Return the following lines verbatim, omitting the pictures from your answer.

Rows from a dataset
++++++++

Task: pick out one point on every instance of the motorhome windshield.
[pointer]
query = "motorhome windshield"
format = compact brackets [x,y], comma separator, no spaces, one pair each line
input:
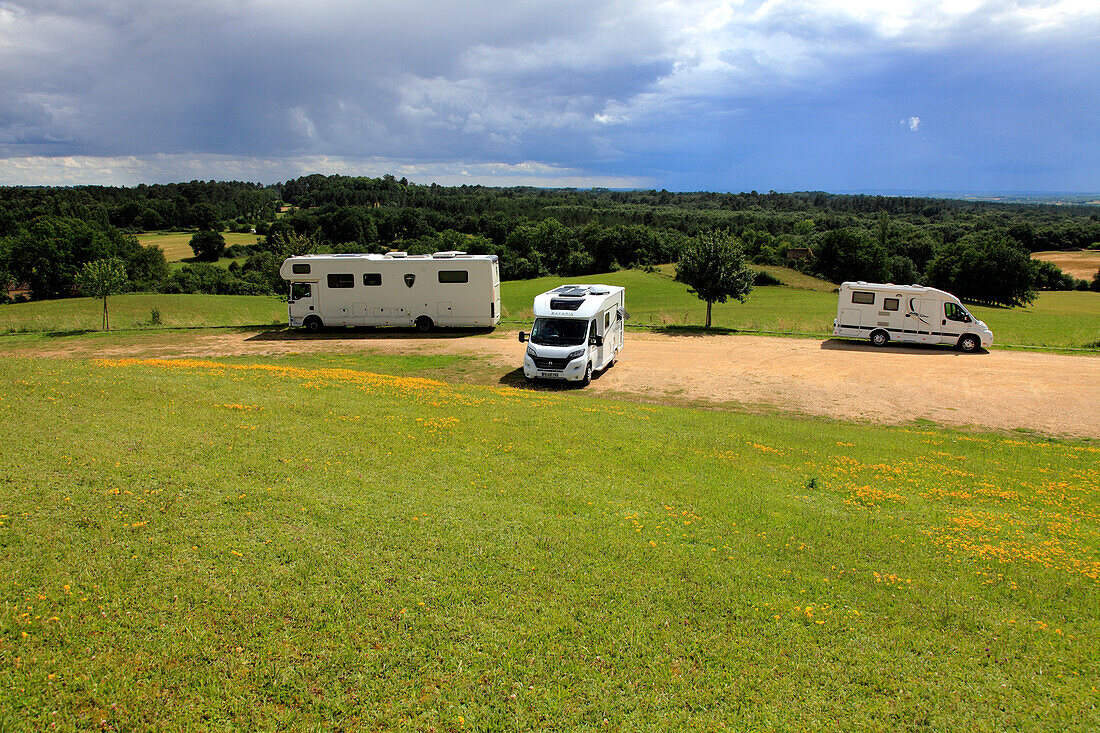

++++++++

**Result of this task**
Task: pick out one point on every instance of the motorhome windshield.
[pointer]
query = "motorhome windshield"
format = compact brackets [x,y], comma separator, no spaces, one pair each line
input:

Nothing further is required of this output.